Provided data ::
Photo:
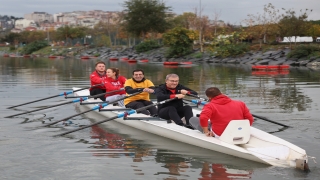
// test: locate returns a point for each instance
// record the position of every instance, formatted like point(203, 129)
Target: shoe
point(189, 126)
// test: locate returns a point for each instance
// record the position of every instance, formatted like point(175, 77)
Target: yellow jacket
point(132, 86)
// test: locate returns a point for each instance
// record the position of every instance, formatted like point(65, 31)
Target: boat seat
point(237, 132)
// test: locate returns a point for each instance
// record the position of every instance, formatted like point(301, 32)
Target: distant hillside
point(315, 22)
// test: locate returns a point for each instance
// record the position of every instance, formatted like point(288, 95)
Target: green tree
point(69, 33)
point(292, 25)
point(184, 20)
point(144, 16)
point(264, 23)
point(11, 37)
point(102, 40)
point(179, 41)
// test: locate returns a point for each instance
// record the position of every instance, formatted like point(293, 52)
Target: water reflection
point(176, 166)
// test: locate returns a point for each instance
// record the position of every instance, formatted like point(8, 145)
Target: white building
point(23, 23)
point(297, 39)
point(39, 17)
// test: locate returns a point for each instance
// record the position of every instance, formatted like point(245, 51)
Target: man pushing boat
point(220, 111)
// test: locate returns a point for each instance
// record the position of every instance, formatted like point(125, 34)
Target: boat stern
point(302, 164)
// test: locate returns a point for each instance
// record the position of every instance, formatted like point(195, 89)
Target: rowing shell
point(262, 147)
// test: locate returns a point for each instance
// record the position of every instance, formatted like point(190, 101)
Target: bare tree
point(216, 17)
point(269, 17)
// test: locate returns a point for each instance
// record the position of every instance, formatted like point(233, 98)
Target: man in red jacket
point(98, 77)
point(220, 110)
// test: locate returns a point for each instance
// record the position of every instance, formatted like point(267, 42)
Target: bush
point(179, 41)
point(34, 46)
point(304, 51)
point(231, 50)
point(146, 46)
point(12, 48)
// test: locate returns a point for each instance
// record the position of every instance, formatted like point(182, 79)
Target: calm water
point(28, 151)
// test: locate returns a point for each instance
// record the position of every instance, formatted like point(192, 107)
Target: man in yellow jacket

Problem details :: Carry over every line from the start of the lines through the one containing "point(220, 111)", both included, leaving out the pictures. In each answer point, add 137 to both coordinates, but leave the sample points in the "formatted like" lines as they are.

Correct result ::
Photo:
// test: locate returns a point for each instance
// record the position of every instance, formatted like point(203, 129)
Target: shoe
point(326, 263)
// test: locate returns a point for each instance
// record the position of every instance, formatted like point(175, 77)
Target: yellow jacket
point(269, 223)
// test: locate returns a point for each instance
// record the position of every instance, formatted like point(65, 31)
Target: boat seat
point(374, 269)
// test: locate returns a point for each instance
// record the position of every instance, formatted like point(301, 32)
Target: distant hillside
point(452, 159)
// test: locate returns a point for each instance
// record the position of every instance, formatted like point(288, 95)
Target: green tree
point(206, 170)
point(429, 162)
point(321, 157)
point(281, 153)
point(401, 160)
point(148, 174)
point(239, 177)
point(316, 178)
// test: locate returns a point for each instance
// record the position of every instance, formatted like point(293, 52)
Target: water reflection
point(313, 303)
// test: locate returns a point for each instance
// record the position of every instance, formatted like point(8, 145)
Target: white building
point(160, 160)
point(434, 176)
point(176, 154)
// test: locate returns a point for each instance
// record the position of every instance, formatted like point(245, 51)
Target: man pushing boat
point(357, 248)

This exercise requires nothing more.